:: INPUT MATERIAL ::
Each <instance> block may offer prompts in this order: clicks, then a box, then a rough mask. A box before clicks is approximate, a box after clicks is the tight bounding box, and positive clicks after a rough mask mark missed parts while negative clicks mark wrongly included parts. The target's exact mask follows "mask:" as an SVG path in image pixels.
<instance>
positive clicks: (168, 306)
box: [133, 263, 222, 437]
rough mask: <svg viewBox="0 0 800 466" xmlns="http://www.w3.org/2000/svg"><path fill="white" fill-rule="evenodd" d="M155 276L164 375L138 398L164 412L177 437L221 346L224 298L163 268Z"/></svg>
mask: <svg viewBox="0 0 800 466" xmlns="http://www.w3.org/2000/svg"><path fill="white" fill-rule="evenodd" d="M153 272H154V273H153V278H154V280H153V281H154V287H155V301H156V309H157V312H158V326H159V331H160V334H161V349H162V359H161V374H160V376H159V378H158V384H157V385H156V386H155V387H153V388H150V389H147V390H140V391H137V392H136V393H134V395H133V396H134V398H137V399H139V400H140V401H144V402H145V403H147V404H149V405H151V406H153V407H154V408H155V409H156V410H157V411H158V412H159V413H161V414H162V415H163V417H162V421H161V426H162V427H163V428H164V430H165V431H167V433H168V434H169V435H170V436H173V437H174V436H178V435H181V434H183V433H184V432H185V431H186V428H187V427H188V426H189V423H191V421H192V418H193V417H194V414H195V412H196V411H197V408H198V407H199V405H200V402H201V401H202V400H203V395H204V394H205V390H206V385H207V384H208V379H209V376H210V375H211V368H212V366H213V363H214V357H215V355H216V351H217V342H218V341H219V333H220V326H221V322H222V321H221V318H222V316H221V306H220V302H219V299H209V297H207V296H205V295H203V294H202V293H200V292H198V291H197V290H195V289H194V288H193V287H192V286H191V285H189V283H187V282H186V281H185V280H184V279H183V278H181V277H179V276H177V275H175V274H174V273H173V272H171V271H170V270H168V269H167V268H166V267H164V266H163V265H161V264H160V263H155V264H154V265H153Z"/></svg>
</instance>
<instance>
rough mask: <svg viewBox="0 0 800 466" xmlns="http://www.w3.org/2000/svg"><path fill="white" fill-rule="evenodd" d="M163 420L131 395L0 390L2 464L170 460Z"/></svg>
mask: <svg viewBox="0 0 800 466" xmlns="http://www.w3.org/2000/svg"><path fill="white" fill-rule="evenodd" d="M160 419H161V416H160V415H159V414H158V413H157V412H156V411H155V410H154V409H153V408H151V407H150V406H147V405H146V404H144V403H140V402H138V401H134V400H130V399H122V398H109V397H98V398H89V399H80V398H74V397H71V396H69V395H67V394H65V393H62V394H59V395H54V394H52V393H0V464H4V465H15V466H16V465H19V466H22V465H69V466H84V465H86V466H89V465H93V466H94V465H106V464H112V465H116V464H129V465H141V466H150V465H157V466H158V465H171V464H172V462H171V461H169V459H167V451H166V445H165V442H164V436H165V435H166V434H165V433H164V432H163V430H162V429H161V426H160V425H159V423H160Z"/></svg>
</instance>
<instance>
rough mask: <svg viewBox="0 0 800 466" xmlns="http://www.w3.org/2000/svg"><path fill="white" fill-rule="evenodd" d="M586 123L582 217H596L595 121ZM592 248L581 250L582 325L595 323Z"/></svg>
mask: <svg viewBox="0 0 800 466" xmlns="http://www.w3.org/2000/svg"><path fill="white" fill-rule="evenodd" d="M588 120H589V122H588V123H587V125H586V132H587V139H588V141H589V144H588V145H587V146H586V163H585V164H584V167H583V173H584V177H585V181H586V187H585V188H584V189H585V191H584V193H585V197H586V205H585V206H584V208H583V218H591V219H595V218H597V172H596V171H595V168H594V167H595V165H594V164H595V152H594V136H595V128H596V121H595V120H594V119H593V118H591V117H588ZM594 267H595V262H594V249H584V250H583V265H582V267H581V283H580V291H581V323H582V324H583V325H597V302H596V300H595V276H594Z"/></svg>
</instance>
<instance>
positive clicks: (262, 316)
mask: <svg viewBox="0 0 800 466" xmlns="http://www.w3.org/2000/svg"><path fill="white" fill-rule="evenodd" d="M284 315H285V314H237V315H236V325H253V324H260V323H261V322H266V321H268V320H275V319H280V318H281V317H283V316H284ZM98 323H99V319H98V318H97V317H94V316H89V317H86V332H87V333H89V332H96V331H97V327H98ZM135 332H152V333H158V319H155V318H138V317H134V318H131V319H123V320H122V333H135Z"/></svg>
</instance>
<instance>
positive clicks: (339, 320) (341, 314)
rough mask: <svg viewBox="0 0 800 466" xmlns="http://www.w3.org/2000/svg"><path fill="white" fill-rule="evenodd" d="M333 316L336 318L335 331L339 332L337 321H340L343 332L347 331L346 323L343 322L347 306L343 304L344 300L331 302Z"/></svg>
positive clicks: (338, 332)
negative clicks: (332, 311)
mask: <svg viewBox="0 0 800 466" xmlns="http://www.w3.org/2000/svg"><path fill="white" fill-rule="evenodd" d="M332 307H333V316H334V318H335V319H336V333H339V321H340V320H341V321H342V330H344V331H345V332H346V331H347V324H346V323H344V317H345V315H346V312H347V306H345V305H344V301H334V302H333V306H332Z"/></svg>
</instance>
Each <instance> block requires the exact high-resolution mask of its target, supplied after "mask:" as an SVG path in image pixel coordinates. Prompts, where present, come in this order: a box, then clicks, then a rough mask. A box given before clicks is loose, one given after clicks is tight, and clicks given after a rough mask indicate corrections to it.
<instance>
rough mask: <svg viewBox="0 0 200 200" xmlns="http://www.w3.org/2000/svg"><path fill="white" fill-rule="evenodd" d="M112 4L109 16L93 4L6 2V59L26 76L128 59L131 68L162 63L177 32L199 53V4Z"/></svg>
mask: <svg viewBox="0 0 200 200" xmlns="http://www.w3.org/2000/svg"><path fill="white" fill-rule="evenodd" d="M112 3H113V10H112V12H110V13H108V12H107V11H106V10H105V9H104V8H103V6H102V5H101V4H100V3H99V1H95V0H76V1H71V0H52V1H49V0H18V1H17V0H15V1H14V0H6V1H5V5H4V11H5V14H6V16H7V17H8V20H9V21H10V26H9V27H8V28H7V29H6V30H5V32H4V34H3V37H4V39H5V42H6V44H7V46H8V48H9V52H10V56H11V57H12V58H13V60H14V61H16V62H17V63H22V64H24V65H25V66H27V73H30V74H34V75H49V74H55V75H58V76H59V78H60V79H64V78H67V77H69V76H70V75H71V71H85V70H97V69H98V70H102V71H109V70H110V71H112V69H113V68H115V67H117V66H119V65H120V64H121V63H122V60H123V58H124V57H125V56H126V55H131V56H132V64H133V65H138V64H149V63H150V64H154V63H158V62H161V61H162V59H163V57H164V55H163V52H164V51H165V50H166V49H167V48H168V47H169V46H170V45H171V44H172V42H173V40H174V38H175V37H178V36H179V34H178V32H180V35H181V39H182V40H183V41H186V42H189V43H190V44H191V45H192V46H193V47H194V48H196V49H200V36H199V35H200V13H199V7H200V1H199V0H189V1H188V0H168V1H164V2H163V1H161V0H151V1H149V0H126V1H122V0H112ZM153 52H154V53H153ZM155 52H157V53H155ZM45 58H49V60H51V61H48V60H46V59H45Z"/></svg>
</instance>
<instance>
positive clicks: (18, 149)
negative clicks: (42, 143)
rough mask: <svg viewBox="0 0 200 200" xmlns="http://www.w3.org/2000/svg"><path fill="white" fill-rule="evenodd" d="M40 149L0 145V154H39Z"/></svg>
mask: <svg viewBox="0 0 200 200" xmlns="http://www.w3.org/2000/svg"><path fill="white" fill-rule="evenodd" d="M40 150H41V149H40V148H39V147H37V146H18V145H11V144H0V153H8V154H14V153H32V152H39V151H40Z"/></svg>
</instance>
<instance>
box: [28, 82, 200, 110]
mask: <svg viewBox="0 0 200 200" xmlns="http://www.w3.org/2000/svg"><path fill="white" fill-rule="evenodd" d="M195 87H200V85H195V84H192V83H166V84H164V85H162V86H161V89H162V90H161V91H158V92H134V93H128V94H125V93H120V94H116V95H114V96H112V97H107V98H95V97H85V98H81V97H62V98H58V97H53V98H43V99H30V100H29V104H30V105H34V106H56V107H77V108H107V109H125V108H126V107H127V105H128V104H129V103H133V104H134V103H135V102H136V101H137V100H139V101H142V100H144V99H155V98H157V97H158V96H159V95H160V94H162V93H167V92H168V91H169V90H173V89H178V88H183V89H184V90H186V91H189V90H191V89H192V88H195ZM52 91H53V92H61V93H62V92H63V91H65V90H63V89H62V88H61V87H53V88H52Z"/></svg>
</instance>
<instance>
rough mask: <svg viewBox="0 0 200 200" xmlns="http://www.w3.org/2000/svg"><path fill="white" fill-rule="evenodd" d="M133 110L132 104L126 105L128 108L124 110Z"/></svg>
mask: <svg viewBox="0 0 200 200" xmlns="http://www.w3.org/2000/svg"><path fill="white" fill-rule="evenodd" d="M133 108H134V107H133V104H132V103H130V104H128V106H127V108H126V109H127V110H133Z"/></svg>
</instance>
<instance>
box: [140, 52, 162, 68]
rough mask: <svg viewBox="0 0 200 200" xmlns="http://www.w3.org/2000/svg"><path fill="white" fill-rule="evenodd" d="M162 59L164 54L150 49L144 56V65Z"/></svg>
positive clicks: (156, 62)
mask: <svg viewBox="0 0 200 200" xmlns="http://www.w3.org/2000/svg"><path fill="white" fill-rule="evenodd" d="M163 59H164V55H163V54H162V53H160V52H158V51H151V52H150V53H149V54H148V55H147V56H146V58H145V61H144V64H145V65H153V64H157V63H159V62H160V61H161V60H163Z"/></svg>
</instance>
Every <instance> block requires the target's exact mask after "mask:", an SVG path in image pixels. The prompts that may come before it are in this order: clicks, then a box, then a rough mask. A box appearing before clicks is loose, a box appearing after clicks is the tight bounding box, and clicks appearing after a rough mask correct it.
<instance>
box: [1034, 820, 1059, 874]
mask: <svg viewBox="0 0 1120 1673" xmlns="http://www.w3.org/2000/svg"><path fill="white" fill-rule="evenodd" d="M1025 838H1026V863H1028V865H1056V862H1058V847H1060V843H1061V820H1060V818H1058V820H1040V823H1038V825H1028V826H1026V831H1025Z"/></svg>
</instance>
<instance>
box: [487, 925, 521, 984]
:::
WHAT TO DO =
Return nothing but the lines from the top of the records above through the line that has "box: [133, 263, 222, 437]". Keep each one exact.

WRITTEN RESPONSE =
Each <instance> block may offer prompts in this order: clicks, then a box, then a rough mask. A box before clicks is approximate, a box after clicks is the tight bounding box, and positive clicks after a rough mask mark missed parts while negative clicks mark wrongly included parts. The target's exact mask follows "mask:" as an SVG path in image pixels.
<instance>
positive clicks: (168, 306)
box: [133, 263, 222, 437]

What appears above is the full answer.